● **SELECTION**
Screen your pump and overflow inlets. Their curious hovering puts them right where tiny fish get into trouble.
What to feed them
They have pin-sized mouths and hunt tiny zooplankton. New arrivals often ignore flakes and big frozen foods, so start small and lively, then transition.
- Live foods to start: copepods, enriched newly hatched brine shrimp, live baby mysis (if you can get it)
- Frozen micro foods: cyclops, calanus, fish eggs, finely shaved mysis, lobster eggs, reef plankton
- Dry options: high-quality micro pellets can work once they recognize non-moving food
Feed small amounts 2-3 times a day. Target feeding with a pipette helps a ton. I switch off the flow for a few minutes, squirt a small cloud just above their hangout, and watch to make sure food is actually going in, not just floating past.
Enrich baby brine with marine vitamins or algae paste for better nutrition. It makes a visible difference in body weight over the first two weeks.
How they behave and who they get along with
They hover a few inches above the substrate, pick at drifting specks, and perform quick dashes to cover. Shy at first, but once settled they keep a steady patrol. You can keep a single, a pair, or a small group if the tank has sight breaks.

● **DATA**

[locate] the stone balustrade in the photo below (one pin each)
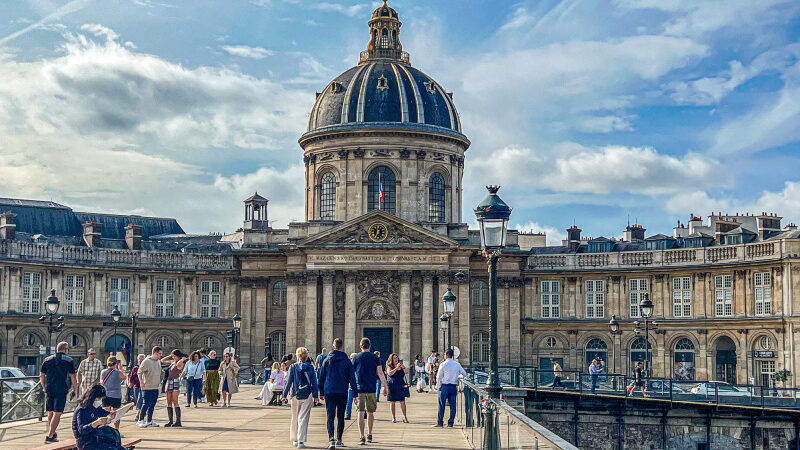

● **EXERCISE**
Please rewrite the fish-keeping text from "Screen your pump" up to and including "can get it)", swapping "flakes" for "pellets". The material comes from a different source than the text about keeping these small fish.

● **RESPONSE TO THE TASK**
Screen your pump and overflow inlets. Their curious hovering puts them right where tiny fish get into trouble.
What to feed them
They have pin-sized mouths and hunt tiny zooplankton. New arrivals often ignore pellets and big frozen foods, so start small and lively, then transition.
- Live foods to start: copepods, enriched newly hatched brine shrimp, live baby mysis (if you can get it)